── SOURCE TEXT ──

But there is a twist here in the stock market, we can't trade directly with the
exchange and even after introducing online facilities, we still take the help of
the stockbrokers, we place our orders on brokers platform and they match
orders in the exchange and then the order executes. We are so lucky people we
end up paying charges to both brokers as well as exchanges even today.
Other key points
• The Market where the process of transfer of shares from the company to
the people in exchange of funds, for the first time, is called the primary
market.
• A company can also resell the shares of the company for the second and
subsequent times to the public to raise funds, and then the process is
called Follow on public offer (FPO).
• People applying for IPO cannot apply for a random number of shares
they wish instead, they have to buy in lots and the price of each lot
comes around 15,000rs.
• A company after IPO will be called a public limited company signifying
the general public are their shareholders, until then it would be private
limited or LLP.
• After the end of the IPO process, the day when the shares of the company
can be traded in the exchange is announced during the start of IPO and
it is called listing day. It is from that day onwards that the shares of a
the company would be traded actively in the stock market and anyone
interested can buy or sell those shares on their broker's platform.

───
── DATASET ENTRIES ──

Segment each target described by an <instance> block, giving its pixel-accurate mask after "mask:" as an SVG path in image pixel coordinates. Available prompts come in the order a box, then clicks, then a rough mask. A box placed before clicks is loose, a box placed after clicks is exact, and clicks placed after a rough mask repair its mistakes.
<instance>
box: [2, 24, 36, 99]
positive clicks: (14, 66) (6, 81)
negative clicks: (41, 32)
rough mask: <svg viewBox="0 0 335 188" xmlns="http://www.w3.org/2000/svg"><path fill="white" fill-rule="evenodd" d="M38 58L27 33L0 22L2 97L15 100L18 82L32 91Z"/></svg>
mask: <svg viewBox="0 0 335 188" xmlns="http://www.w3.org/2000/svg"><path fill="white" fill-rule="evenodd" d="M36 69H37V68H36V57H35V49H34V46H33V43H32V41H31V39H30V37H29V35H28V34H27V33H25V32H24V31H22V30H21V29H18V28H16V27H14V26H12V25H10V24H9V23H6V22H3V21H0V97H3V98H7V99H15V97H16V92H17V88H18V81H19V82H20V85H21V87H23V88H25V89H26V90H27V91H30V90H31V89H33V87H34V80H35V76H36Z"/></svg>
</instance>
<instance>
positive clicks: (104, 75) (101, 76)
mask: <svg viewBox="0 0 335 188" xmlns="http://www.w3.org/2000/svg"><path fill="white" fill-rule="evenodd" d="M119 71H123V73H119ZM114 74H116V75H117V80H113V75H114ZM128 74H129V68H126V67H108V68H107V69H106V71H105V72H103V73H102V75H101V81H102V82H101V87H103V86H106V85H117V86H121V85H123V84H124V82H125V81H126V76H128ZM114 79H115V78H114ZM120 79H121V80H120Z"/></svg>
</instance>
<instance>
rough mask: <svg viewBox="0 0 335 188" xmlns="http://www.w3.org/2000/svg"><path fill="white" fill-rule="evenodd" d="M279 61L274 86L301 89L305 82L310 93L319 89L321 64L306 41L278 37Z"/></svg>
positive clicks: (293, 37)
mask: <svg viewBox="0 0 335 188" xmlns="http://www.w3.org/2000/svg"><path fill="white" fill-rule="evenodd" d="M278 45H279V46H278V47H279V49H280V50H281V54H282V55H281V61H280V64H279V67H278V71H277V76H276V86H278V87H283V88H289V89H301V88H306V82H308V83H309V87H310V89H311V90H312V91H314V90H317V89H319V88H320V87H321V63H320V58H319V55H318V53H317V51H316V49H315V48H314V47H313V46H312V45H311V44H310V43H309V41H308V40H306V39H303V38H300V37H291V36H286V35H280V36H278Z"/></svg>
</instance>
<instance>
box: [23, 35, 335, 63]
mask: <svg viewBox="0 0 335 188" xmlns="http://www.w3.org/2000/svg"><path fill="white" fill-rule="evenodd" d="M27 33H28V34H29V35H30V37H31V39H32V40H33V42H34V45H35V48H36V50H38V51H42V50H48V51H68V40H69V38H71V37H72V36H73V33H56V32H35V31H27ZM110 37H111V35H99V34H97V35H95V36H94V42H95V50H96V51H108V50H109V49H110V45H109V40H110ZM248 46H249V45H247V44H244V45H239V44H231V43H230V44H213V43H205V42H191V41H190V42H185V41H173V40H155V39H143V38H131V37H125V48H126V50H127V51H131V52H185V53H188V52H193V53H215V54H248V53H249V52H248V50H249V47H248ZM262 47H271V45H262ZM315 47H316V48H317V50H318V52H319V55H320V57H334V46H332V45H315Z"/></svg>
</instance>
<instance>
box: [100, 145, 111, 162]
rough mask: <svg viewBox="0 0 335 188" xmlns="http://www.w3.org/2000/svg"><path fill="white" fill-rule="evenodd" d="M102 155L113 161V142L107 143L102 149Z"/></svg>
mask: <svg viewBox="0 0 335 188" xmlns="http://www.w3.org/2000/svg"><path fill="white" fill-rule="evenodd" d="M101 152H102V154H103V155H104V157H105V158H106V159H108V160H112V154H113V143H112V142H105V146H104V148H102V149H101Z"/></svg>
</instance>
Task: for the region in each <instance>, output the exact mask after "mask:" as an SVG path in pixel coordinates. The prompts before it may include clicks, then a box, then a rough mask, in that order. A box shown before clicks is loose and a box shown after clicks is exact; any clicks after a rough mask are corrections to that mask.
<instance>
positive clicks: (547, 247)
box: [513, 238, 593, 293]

───

**REQUEST**
List every term that the passage on the stock market introduces with the word "called." The saved entries have no connection to the passage on the stock market.

**RESPONSE**
- primary market
- Follow on public offer (FPO)
- public limited company
- listing day